Begin EXTRACTED INFORMATION

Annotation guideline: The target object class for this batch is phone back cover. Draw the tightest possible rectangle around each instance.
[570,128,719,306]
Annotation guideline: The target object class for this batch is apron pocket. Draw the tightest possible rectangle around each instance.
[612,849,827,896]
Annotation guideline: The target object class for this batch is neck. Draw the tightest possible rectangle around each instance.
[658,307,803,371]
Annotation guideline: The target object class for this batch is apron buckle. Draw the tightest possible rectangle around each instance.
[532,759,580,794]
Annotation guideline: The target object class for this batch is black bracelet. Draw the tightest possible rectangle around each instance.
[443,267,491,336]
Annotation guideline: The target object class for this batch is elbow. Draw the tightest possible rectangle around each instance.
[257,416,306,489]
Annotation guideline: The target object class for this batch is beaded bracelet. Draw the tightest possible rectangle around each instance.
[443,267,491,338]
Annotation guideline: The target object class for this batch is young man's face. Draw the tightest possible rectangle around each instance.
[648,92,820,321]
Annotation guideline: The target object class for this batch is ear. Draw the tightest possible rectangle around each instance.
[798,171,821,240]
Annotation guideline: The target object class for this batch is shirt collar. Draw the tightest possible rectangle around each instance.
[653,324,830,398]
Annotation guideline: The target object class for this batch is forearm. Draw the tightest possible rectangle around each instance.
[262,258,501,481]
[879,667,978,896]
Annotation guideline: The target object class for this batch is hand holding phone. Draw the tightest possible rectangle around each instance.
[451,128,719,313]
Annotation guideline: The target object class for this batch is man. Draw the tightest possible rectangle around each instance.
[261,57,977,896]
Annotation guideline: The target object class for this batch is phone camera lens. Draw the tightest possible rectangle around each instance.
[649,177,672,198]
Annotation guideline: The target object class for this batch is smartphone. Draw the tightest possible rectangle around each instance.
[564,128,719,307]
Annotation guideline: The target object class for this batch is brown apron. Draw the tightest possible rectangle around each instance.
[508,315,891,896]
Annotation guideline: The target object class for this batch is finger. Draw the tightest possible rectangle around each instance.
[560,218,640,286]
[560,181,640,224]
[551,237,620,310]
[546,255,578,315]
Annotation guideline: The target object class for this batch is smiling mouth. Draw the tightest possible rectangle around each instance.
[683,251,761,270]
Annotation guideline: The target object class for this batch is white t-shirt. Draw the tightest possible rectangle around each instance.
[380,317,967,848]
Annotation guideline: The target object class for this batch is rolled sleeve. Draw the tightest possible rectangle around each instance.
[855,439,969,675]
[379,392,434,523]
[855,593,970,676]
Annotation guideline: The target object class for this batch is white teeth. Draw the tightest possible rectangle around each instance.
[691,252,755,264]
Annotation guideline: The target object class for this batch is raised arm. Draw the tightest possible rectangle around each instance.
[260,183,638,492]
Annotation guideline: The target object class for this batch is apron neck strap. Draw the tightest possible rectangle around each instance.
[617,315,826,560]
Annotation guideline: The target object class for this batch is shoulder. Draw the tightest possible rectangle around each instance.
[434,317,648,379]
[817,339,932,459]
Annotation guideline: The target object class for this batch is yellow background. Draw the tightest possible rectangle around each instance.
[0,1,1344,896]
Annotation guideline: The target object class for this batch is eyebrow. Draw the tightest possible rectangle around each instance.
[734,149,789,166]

End EXTRACTED INFORMATION

Extract every line of the data above and reproduce each one word for word, with no changes.

Annotation guideline: The target object class for this batch is phone back cover. Draw the tightest possible rectangle around each instance.
[570,128,719,306]
Annotation guideline: The target object class for this batch is apron pocket. Draw the tightest possible rectangle around each instance.
[612,849,827,896]
Annotation guideline: The target object class for this batch is neck. Draw the tightest possible rectangle around each instance.
[658,307,803,371]
Annotation guideline: The target object class for this batch is apron buckle. Draw the tightest possible rectangle around each instance.
[532,759,580,794]
Annotation guideline: The target object class for this batch is black bracelet. Draw the tightest possible rectangle around each instance.
[443,267,491,336]
Annotation guideline: The target object class for this batch is elbow. Draw the tightest possible rectangle around each instance.
[257,416,306,489]
Annotation guideline: The target object class for this batch is beaded bracelet. Draw the tightest possible rectangle around each instance.
[443,267,491,338]
Annotation guideline: The target object class for this batch is young man's face. Draw the tightest possible rectangle around each instance.
[648,92,820,321]
Annotation guideline: The target object class for this batch is ear. Draw the tightest possible rectangle around each instance.
[798,171,821,240]
Annotation guideline: The target object class for this batch is shirt collar. Draw the tightest possible rectangle around each instance.
[653,324,830,398]
Annotation guideline: The target object class for this batch is forearm. Draw the tightest possible rectangle around each instance.
[262,258,501,481]
[879,667,978,896]
Annotation guideline: The target object class for this batch is hand holding phone. Draw the tightest possible rectangle around each instance.
[451,128,719,313]
Annotation guideline: The target object class for this batch is man. Draw the tightest possible rectangle around each instance.
[261,57,977,896]
Annotation guideline: The target object class for this batch is phone camera lens. Draw the tightest possible rectangle around each instance.
[649,177,672,198]
Annotation guideline: The target object class for this batch is smartphone. Draw the tightest possible rectangle around each instance.
[564,128,719,307]
Annotation guideline: The target object class for this batch is brown apron. Draw the tightest possible rectangle around each instance.
[508,315,891,896]
Annotation guideline: The target object class for this batch is finger. Draw the tightest possible rectangle around each instance.
[560,218,640,286]
[560,181,640,224]
[551,237,620,310]
[546,255,578,315]
Annotation guideline: The target object class for this batch is smiling mouth. Draw the tightest possible rectangle around each instance.
[683,251,761,270]
Annotation guideline: The target object class for this batch is white t-shirt. Draw the tightest possible rectangle around each instance.
[380,317,967,848]
Annotation guideline: The target object class for this batch is rolled sleeve. Draw the tightest possible rectangle around each instance.
[855,439,969,675]
[379,392,434,523]
[855,593,970,676]
Annotation guideline: The target object class for this batch is white teeth. Draw the tightest possible rectangle around each instance.
[691,252,755,264]
Annotation guideline: The target object class for this batch is raised arm. Draw the tightest possible rectangle around each instance.
[260,183,638,492]
Annotation guideline: The target object class for this batch is apron neck strap. Draw the tightest possible rectangle around each instance.
[617,315,826,560]
Annotation guideline: The target object class for this batch is shoulder. Draw the tightest possible rectangle around each instance.
[434,317,648,379]
[817,339,932,459]
Annotation guideline: The target object class for this batch is yellow background. Draw the tightest possible rectangle around each instance.
[0,1,1344,896]
Annotation guideline: The target object class for this batch is eyebrow. Draw the tightest possible rectangle around each instance.
[734,149,789,166]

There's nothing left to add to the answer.